Aim:
A verbatim copy of the records is required, with all pictures left out.
:: Material for this exercise
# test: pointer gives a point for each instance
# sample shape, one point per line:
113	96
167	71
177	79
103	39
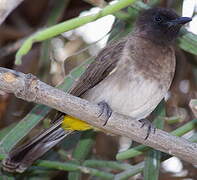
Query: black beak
179	21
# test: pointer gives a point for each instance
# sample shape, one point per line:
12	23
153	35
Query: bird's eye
158	19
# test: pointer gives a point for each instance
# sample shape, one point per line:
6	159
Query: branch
6	7
29	88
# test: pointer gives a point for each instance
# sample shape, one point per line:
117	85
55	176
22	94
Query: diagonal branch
6	7
29	88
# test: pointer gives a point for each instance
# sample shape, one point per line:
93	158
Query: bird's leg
149	125
105	110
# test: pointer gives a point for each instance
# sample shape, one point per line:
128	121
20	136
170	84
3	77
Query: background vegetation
86	155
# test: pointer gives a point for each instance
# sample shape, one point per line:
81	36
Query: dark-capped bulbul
130	76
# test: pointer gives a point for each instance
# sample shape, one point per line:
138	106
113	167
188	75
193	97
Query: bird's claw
105	110
149	125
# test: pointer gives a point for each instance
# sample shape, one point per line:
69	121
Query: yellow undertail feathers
71	123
::::
Answer to this task:
# test: pointer gives a point for each instance
# sample shape, one point per line:
113	96
167	71
177	79
103	39
Query: black beak
179	21
# test: pointer gives a point for each instance
# sample shape, one point per line:
12	23
153	35
Query: bird's eye
158	19
# test: pointer gives a point for each instance
# sample shape, one point per line:
6	159
Query: branch
6	7
29	88
# test: pointer gives a point for each instance
# sample shape, one point per line:
117	85
55	176
22	94
Query: diagonal branch
6	7
29	88
# test: pointer gives a point for each instance
# sample shape, one point per line:
93	158
Query: bird's leg
149	125
105	110
# test: pointer gives a point for each instance
# sample shape, one point per line:
128	121
20	136
170	84
3	77
Query: background vegetation
86	155
# test: pointer gives a point for each instance
# sample shape, one point per line:
81	36
Query: dark-capped bulbul
130	76
# test: pointer gives a point for each instance
# sample shape, one point per line:
138	106
113	167
188	75
193	97
Query: bird's claw
105	110
149	125
# test: pointer gives a point for each instance
# sample shape, one point per line:
69	121
Query: yellow undertail feathers
71	123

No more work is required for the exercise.